▶ TEXTO DE ORIGEM:
----------------

Este ponto do discurso da direita golpista, de tão raso e insustentável, foi deixado de lado. Percebam que mesmo o ataque ao “Foro de São Paulo” fica restrito a círculos de seguidores de um astrólogo que fazem e compartilham entre si vídeos em redes sociais. É quase uma sociedade fechada muar.
O que chama à atenção é a adesão de uma parte magoada da esquerda brasileira à MESMA TESE, agora com a utilização (errada) de um conceito caro à literatura de esquerda: a tal hegemonia. Abisma o uso por parte da esquerda de um termo de forma tão equivocada, empírica e teoricamente.
É Gramsci quem primeiro e melhor codifica a ideia de hegemonia. Segundo o italiano, ela ocorre em conjunto (ou substituição) à dominação física nua e crua. A “hegemonia” é a ACEITAÇÃO por meio do convencimento da dominação de classe. O ponto principal, portanto, do conceito de hegemonia não é a ideia de dominação ou de superioridade, mas o componente da aceitação pelo dominado do papel de dominado. É uma ferramenta que aparece muito fortemente no conceito de “meritocracia”. A burguesia explica sua superioridade no controle financeiro e material do mundo através da ideia de “mérito” e cria, na cabeça dos dominados, uma noção legítima desta dominação. Este processo diminui os custos de manutenção do poder. Por convencer os dominados que eles assim o são porque o dominador é “melhor”, diminui-se a necessidade do emprego da violência.
Uma massa sob o efeito da hegemonia não a questiona. Se há, pois, o reconhecimento da dominação e o seu QUESTIONAMENTO, não há que se falar em “hegemonia”.
O conceito não se verifica sequer empiricamente. Lembremos que o primeiro ministério de Lula, por exemplo, era composto por Roberto Amaral, Miro Teixeira, Cristóvão Buarque, Agnelo Queiroz (que na época era do PCdoB), Ciro Gomes, Marina Silva, Walfrido Mares Guia e Henrique Meirelles. Chega a ser risível o argumento de que Lula evitou o surgimento de novas lideranças quando quase todos os candidatos com alguma chance à presidência do Brasil em 2018 surgem e crescem nacionalmente sob as oportunidades dadas por Lula.
Mesmo o PT não pode ser acusado deste absurdo. Veja-se que em 2018, por exemplo, houve expressa negociação para o apoio a Marcelo Freixo no Rio de Janeiro, que é, um dos três maiores colégios eleitorais do país. Ainda, em vários estados, o partido opta por apoiar candidaturas de outros partidos ao invés de “hegemonicamente” impor candidaturas locais próprias. E isto ocorreu em 2014, em 2016, e é marca em 2018.
O que não se pode querer é que um partido que foi apeado do poder por um golpe e que tem o candidato à presidência com maior número de intenções de voto, simplesmente abra mão de todo o seu capital político, amealhado democrática e republicanamente nos últimos anos, para se submeter a sabujos argumentativos como “autocrítica”, “projeto de poder”, “hegemonia” ou qualquer outro embuste que tenta se vender como imperativo moral neste momento.
O choro de parte da esquerda, que imita o mesquinho argumento da direita, apenas desvela a incapacidade desta mesma esquerda de se constituir como alternativa viável aos olhos da imensa maioria da população. O governo Lula foi pródigo em oportunidades políticas, quem não as aproveitou, por incompetência própria, hoje se aproxima dos argumentos enviesados de uma direita tosca e fascista.
Da direita, entretanto, espera-se bobagens, sandices e asneiras. Da esquerda ilustrada, se elas surgem, denotam uma certa falta de respeito. Especialmente para com aqueles que têm capital cultural e formação para compreenderem o tamanho da pilhéria.
Não senhores, estamos num tempo em que o “choro” não é livre ... É preciso amadurecer.
Fernando Horta - Graduação em história pela UFRGS e mestrado em Relações Internacionais pela UnB. Atualmente é doutorando da UnB. Tem experiência na área de História, com ênfase em História da Ciência, Epistemologia e Teoria de História e de Relações Internacionais.

----------------

▶ DADOS FORNECIDOS:
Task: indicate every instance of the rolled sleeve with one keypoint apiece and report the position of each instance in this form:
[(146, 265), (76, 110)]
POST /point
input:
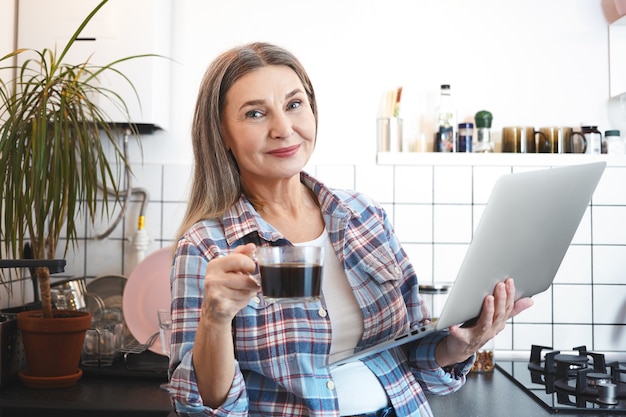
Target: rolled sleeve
[(433, 378), (188, 401)]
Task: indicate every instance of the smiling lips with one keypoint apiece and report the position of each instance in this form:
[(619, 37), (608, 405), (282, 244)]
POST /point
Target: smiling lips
[(285, 152)]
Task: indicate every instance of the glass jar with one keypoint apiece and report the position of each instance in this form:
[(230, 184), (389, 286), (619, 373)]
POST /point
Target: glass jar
[(594, 139), (484, 358), (435, 296)]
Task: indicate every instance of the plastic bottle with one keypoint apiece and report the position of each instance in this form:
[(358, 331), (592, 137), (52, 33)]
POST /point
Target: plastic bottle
[(614, 142), (483, 142), (464, 137), (445, 122)]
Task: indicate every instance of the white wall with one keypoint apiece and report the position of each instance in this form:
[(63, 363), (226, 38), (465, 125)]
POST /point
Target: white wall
[(530, 62)]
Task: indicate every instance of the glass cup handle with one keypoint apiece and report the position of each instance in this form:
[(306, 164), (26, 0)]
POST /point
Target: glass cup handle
[(546, 142)]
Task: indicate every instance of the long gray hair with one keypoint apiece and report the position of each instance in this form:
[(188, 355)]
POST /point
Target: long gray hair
[(216, 181)]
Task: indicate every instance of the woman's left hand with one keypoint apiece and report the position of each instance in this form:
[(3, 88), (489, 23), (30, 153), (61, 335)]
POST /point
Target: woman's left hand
[(463, 342)]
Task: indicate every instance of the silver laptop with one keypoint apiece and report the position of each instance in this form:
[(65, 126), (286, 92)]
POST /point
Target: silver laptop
[(524, 233)]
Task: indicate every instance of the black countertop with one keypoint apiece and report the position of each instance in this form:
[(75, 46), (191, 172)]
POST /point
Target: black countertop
[(484, 395)]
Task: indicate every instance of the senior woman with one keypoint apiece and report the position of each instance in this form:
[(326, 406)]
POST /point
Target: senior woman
[(236, 354)]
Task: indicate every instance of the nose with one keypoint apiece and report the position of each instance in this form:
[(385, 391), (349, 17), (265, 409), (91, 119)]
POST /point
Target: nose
[(281, 127)]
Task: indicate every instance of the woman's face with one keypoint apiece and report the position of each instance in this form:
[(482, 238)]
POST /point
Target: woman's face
[(268, 124)]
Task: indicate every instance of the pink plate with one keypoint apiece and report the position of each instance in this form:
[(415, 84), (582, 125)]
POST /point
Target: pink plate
[(146, 291)]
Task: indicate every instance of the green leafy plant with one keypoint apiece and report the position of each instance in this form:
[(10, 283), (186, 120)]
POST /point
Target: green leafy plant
[(53, 165)]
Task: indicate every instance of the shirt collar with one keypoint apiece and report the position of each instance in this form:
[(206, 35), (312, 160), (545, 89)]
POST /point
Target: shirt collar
[(241, 219)]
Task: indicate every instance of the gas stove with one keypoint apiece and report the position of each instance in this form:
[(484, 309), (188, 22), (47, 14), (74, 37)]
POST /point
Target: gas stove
[(578, 382)]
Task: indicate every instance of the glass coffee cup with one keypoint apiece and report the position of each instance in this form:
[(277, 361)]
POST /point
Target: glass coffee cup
[(290, 274)]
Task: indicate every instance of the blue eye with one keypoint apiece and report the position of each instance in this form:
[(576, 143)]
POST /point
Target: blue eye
[(253, 114), (294, 104)]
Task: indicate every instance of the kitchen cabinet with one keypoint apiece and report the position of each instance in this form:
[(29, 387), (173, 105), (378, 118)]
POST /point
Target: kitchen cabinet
[(119, 29), (617, 57)]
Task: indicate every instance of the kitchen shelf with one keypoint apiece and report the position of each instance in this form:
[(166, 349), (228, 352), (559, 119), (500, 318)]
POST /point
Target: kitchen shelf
[(494, 159)]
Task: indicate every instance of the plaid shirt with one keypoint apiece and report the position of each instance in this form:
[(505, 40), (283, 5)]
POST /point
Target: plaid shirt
[(282, 349)]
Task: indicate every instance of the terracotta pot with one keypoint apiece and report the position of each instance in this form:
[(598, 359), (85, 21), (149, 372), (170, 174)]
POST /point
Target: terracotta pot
[(53, 345)]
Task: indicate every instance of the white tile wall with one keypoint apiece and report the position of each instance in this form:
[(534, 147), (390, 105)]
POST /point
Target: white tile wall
[(434, 208)]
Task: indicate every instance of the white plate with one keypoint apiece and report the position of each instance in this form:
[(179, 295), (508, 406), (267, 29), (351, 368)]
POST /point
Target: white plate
[(146, 291)]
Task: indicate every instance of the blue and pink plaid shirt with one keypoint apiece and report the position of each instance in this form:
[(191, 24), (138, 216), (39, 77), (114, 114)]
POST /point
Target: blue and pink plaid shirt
[(282, 349)]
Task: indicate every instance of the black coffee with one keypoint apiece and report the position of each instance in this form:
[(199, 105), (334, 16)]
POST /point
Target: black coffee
[(291, 280)]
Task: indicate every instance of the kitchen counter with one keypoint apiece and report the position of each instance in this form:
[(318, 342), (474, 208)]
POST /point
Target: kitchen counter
[(492, 395), (92, 396), (484, 395)]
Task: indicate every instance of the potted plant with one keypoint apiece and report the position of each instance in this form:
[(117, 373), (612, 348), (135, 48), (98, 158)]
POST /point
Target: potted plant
[(53, 168)]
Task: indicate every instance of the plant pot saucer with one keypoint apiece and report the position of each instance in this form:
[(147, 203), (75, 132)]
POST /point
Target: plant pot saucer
[(49, 382)]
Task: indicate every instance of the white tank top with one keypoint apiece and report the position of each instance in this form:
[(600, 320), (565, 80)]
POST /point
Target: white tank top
[(358, 389)]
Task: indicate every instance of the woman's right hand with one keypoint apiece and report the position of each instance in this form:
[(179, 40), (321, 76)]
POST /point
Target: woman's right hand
[(228, 285)]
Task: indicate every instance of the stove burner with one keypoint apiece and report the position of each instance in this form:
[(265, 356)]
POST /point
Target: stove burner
[(596, 379), (608, 394), (582, 380)]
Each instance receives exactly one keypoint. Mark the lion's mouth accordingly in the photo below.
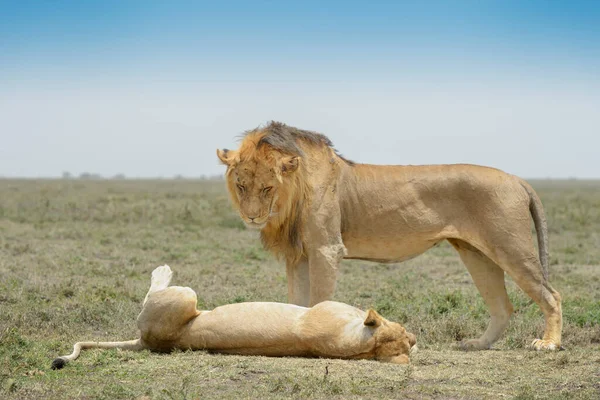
(256, 225)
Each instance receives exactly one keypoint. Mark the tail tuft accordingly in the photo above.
(58, 363)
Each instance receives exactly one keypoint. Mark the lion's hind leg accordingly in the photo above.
(520, 261)
(161, 278)
(489, 280)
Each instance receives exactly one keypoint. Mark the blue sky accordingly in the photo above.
(111, 87)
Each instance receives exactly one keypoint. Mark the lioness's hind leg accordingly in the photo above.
(489, 279)
(161, 278)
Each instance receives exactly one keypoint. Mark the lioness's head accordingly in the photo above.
(392, 342)
(258, 180)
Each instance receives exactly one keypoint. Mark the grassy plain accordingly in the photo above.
(75, 261)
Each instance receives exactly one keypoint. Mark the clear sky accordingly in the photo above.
(148, 88)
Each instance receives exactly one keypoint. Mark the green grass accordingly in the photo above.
(75, 260)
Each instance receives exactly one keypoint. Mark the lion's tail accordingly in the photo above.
(61, 361)
(541, 227)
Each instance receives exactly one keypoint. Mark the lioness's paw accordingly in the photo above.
(540, 344)
(473, 345)
(161, 277)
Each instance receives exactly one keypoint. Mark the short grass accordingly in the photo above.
(75, 260)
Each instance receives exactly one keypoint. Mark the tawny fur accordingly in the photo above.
(170, 320)
(314, 208)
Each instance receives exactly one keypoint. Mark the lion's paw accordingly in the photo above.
(541, 344)
(161, 277)
(473, 345)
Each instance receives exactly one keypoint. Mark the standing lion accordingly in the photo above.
(315, 208)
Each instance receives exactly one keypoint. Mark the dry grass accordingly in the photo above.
(75, 259)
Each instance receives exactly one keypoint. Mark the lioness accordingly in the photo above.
(314, 208)
(169, 320)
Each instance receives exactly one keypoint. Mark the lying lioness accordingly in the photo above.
(169, 320)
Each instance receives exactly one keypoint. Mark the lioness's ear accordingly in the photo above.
(289, 164)
(373, 319)
(412, 339)
(227, 157)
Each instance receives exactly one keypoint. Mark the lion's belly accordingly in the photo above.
(388, 249)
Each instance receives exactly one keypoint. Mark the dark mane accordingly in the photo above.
(285, 138)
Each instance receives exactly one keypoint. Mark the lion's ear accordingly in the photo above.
(289, 164)
(227, 157)
(373, 319)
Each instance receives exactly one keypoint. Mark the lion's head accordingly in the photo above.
(258, 178)
(269, 183)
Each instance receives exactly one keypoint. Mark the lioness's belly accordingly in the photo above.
(246, 328)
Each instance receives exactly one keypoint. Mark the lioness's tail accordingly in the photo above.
(61, 361)
(541, 227)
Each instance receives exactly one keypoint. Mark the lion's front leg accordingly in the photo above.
(298, 283)
(323, 267)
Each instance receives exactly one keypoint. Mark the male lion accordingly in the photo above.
(169, 320)
(314, 208)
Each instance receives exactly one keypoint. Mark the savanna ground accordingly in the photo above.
(75, 262)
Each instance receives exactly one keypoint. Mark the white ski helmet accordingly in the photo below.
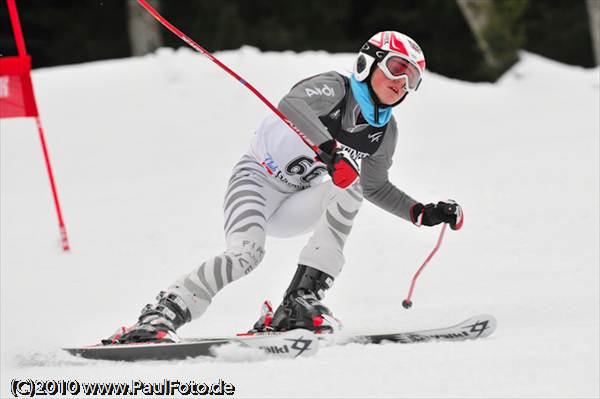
(396, 54)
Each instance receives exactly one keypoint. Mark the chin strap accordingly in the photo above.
(377, 101)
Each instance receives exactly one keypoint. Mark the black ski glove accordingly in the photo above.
(442, 212)
(344, 170)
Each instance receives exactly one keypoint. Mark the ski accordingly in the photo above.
(289, 344)
(475, 327)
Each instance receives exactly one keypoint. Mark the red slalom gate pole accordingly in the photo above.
(61, 223)
(407, 303)
(203, 51)
(18, 34)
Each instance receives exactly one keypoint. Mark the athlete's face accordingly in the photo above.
(389, 91)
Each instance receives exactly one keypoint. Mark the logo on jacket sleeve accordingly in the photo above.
(374, 137)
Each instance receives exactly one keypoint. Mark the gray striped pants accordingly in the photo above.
(257, 204)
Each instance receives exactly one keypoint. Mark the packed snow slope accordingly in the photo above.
(142, 149)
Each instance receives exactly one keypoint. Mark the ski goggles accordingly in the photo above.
(396, 67)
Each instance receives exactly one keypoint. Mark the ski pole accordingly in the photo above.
(203, 51)
(407, 303)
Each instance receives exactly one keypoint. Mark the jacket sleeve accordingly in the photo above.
(374, 178)
(311, 98)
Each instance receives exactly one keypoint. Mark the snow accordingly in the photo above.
(142, 149)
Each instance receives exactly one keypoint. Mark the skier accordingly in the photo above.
(280, 188)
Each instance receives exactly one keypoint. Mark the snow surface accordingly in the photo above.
(142, 149)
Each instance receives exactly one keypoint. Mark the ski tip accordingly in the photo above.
(480, 326)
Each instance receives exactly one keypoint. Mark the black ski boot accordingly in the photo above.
(157, 323)
(301, 306)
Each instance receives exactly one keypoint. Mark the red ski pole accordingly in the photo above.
(407, 303)
(203, 51)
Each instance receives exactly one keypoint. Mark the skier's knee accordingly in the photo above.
(246, 256)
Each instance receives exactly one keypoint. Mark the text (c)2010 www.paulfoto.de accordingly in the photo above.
(33, 388)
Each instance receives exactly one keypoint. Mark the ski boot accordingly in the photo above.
(157, 323)
(301, 306)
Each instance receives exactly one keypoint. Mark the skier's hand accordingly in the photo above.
(344, 170)
(442, 212)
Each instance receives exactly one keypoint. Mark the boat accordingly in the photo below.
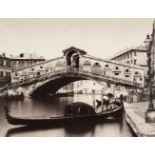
(12, 97)
(73, 113)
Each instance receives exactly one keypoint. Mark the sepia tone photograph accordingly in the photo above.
(75, 77)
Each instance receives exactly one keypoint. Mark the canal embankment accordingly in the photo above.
(135, 117)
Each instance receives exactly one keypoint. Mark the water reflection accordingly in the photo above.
(55, 107)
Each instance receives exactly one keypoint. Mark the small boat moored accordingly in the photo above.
(73, 113)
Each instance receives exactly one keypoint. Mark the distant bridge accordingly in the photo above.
(49, 76)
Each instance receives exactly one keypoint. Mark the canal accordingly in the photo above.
(55, 107)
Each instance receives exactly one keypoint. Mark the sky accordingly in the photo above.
(49, 37)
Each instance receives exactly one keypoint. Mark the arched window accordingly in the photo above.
(97, 68)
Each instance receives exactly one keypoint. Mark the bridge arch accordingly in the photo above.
(60, 80)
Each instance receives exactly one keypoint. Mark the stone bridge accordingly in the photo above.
(75, 64)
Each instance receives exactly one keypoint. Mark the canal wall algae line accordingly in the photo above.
(137, 123)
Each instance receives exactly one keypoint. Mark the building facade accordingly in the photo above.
(8, 64)
(5, 70)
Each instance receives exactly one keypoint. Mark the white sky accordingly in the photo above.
(48, 37)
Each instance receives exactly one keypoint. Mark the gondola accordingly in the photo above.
(74, 113)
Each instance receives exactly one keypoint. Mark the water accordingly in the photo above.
(54, 107)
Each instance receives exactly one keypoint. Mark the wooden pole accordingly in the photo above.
(93, 96)
(102, 93)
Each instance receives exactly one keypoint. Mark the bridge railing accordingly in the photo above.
(70, 70)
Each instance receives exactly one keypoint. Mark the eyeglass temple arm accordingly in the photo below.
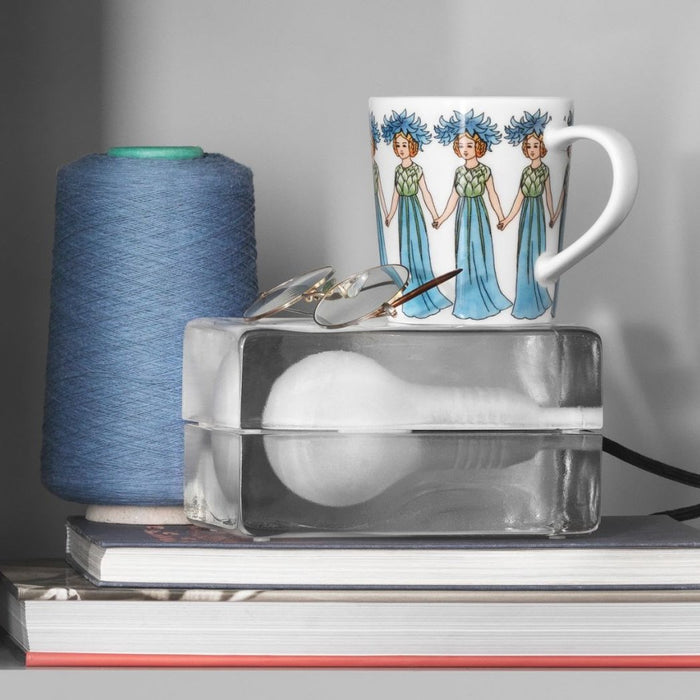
(424, 288)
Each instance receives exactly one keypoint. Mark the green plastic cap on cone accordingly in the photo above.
(164, 152)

----------------

▶ ENUNCIADO 1: Liste todos os nomes que o texto de origem apresenta como integrantes do primeiro ministério de Lula.
▶ ENUNCIADO 2: Transcreva do texto de origem o trecho que começa nas palavras "Uma massa sob" e termina logo após "dadas por Lula.".

▶ RESPOSTA ESCRITA 1: Roberto Amaral, Miro Teixeira, Cristóvão Buarque, Agnelo Queiroz, Ciro Gomes, Marina Silva, Walfrido Mares Guia e Henrique Meirelles.

▶ RESPOSTA ESCRITA 2:
Uma massa sob o efeito da hegemonia não a questiona. Se há, pois, o reconhecimento da dominação e o seu QUESTIONAMENTO, não há que se falar em “hegemonia”.
O conceito não se verifica sequer empiricamente. Lembremos que o primeiro ministério de Lula, por exemplo, era composto por Roberto Amaral, Miro Teixeira, Cristóvão Buarque, Agnelo Queiroz (que na época era do PCdoB), Ciro Gomes, Marina Silva, Walfrido Mares Guia e Henrique Meirelles. Chega a ser risível o argumento de que Lula evitou o surgimento de novas lideranças quando quase todos os candidatos com alguma chance à presidência do Brasil em 2018 surgem e crescem nacionalmente sob as oportunidades dadas por Lula.